Stored data entries
══════════
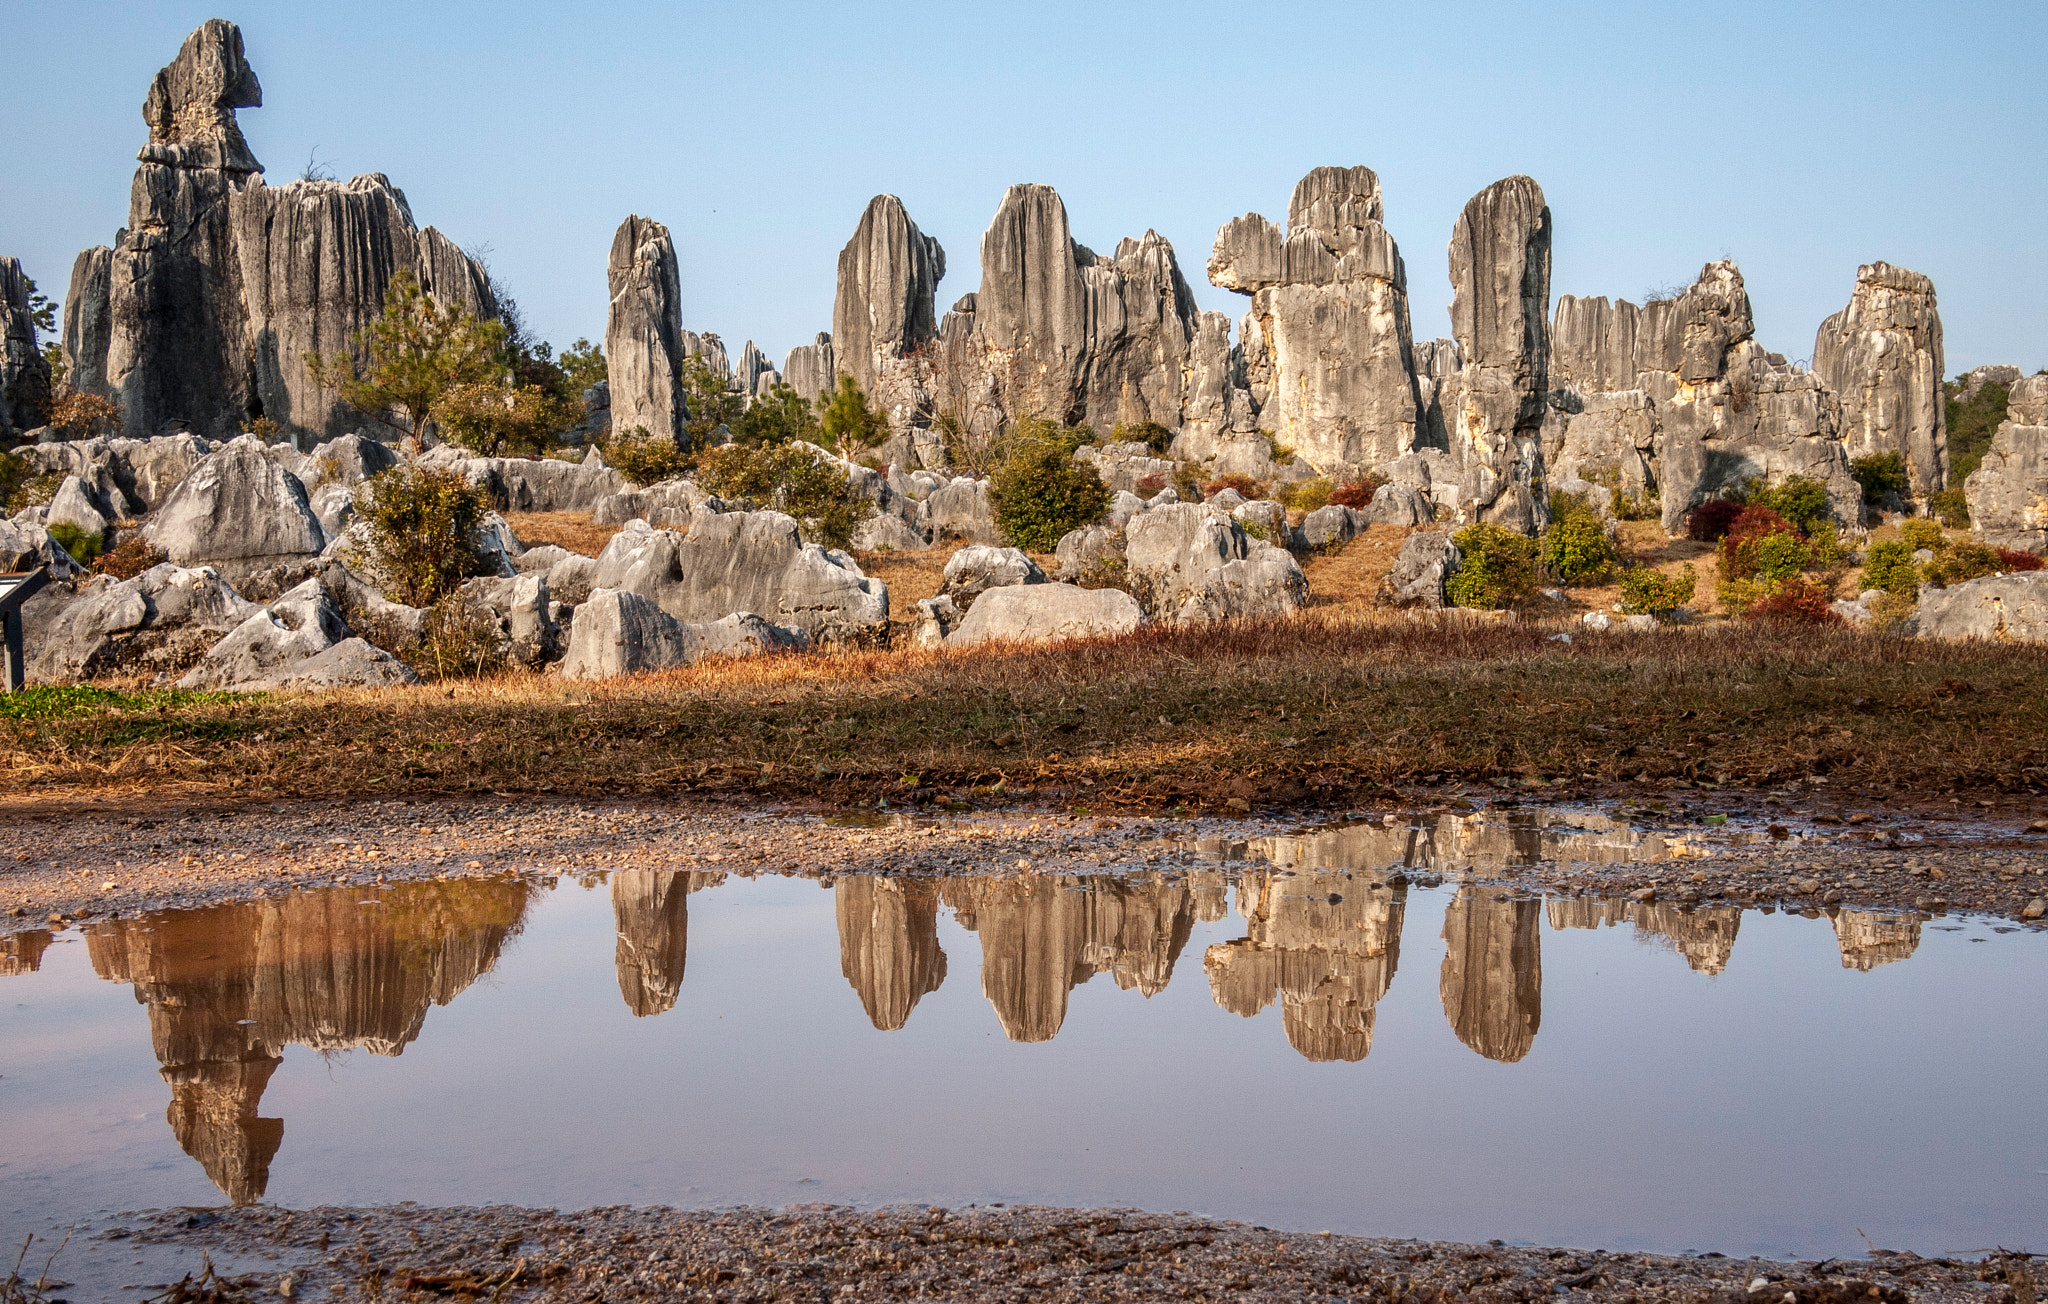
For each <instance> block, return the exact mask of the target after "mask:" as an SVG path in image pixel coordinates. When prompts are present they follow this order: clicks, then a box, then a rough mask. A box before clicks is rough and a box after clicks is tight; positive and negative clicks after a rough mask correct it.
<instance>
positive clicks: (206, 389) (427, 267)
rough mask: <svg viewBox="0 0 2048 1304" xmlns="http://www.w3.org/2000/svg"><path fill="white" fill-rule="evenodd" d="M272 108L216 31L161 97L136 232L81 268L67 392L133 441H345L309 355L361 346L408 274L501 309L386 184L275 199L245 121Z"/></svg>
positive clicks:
══════════
▶ **Prompt**:
Copy every row above word for word, omitting the pictures.

▶ **Written response**:
For each <instance> block, return the exact mask of the target after "mask:" as an SVG path in image pixel coordinates. When prompts are present they follow this order: clicks, then a box, then a rough mask. A box before clicks is rough and a box after clicks is tight; positive and negative clicks after a rough mask correct it.
<instance>
positive clicks: (206, 389) (427, 267)
rough mask: <svg viewBox="0 0 2048 1304" xmlns="http://www.w3.org/2000/svg"><path fill="white" fill-rule="evenodd" d="M272 108L216 31L161 97L136 232L81 268L67 392L133 441H345L309 355L361 346L408 274L501 309L386 184L275 199L245 121Z"/></svg>
positive clicks:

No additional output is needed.